◆ **Entries shown**
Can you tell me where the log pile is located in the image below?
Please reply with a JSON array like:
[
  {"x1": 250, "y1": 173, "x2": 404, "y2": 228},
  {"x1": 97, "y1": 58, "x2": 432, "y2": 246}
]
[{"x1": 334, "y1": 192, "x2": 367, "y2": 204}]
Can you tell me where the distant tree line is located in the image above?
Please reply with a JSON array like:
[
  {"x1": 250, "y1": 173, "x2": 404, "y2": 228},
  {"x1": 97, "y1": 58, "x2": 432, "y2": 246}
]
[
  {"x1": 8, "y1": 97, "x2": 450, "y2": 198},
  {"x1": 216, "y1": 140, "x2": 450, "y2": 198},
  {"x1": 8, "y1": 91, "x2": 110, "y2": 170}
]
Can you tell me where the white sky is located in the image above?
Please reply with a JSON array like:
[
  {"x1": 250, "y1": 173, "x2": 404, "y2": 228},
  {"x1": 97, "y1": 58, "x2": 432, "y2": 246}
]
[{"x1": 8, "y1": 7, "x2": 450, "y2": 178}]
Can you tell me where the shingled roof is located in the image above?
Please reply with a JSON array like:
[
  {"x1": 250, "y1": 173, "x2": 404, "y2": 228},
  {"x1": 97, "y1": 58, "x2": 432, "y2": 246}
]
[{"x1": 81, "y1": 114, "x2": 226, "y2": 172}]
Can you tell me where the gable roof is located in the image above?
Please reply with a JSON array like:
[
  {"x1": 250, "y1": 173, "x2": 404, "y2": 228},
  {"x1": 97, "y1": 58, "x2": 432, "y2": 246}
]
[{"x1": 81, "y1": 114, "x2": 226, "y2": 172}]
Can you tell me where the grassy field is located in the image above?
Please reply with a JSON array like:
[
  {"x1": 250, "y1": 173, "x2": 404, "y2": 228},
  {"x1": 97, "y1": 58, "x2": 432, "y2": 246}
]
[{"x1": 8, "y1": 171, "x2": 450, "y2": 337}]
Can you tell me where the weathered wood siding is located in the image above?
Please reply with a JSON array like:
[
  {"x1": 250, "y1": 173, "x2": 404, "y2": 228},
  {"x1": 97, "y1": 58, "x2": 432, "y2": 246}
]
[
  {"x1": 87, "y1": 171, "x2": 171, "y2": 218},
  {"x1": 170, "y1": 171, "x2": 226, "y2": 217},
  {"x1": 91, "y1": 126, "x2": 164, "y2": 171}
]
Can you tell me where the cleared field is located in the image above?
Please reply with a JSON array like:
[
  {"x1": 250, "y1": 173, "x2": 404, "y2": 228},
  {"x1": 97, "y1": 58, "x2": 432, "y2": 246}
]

◆ **Challenge**
Rewrite all of the material above, swapping every "JSON array" for "JSON list" and keeping everything else the same.

◆ **Completed exercise**
Can you tell me where the log pile is located in the image below?
Please reply with a JSON list like:
[
  {"x1": 250, "y1": 173, "x2": 404, "y2": 228},
  {"x1": 97, "y1": 58, "x2": 432, "y2": 246}
]
[{"x1": 334, "y1": 192, "x2": 367, "y2": 204}]
Can you tell me where the distant tree line is located in the image above?
Please reply with a JSON list like:
[
  {"x1": 250, "y1": 173, "x2": 404, "y2": 228},
  {"x1": 97, "y1": 58, "x2": 432, "y2": 246}
]
[
  {"x1": 8, "y1": 97, "x2": 450, "y2": 198},
  {"x1": 216, "y1": 140, "x2": 450, "y2": 198},
  {"x1": 8, "y1": 91, "x2": 110, "y2": 170}
]
Can you tell me where the white sky is located in the image above?
Please reply with a JSON list like:
[
  {"x1": 250, "y1": 173, "x2": 404, "y2": 228},
  {"x1": 97, "y1": 58, "x2": 432, "y2": 246}
]
[{"x1": 8, "y1": 7, "x2": 450, "y2": 178}]
Can you tell me where the shingled roof is located in the image above?
Please reply with a JSON list like:
[
  {"x1": 250, "y1": 173, "x2": 404, "y2": 228},
  {"x1": 97, "y1": 58, "x2": 432, "y2": 246}
]
[{"x1": 81, "y1": 114, "x2": 226, "y2": 172}]
Can you tell me where the gable roof is located in the image above?
Please reply with a JSON list like:
[
  {"x1": 250, "y1": 173, "x2": 404, "y2": 228},
  {"x1": 97, "y1": 58, "x2": 432, "y2": 246}
]
[{"x1": 81, "y1": 114, "x2": 226, "y2": 172}]
Can you tell me where the grassy field is located in the image above?
Please reply with a JSON list like:
[
  {"x1": 250, "y1": 173, "x2": 404, "y2": 228},
  {"x1": 97, "y1": 58, "x2": 432, "y2": 246}
]
[{"x1": 8, "y1": 171, "x2": 450, "y2": 337}]
Can you tell me where the weathered wood siding is located in the image above?
Please reply with a JSON list like:
[
  {"x1": 250, "y1": 173, "x2": 404, "y2": 228},
  {"x1": 97, "y1": 58, "x2": 432, "y2": 246}
]
[
  {"x1": 87, "y1": 171, "x2": 171, "y2": 218},
  {"x1": 170, "y1": 171, "x2": 226, "y2": 217},
  {"x1": 91, "y1": 126, "x2": 164, "y2": 171}
]
Can you tell me where the cleared field is located in the image above?
Please reply with a JSON list like:
[
  {"x1": 250, "y1": 173, "x2": 404, "y2": 228},
  {"x1": 97, "y1": 58, "x2": 432, "y2": 246}
]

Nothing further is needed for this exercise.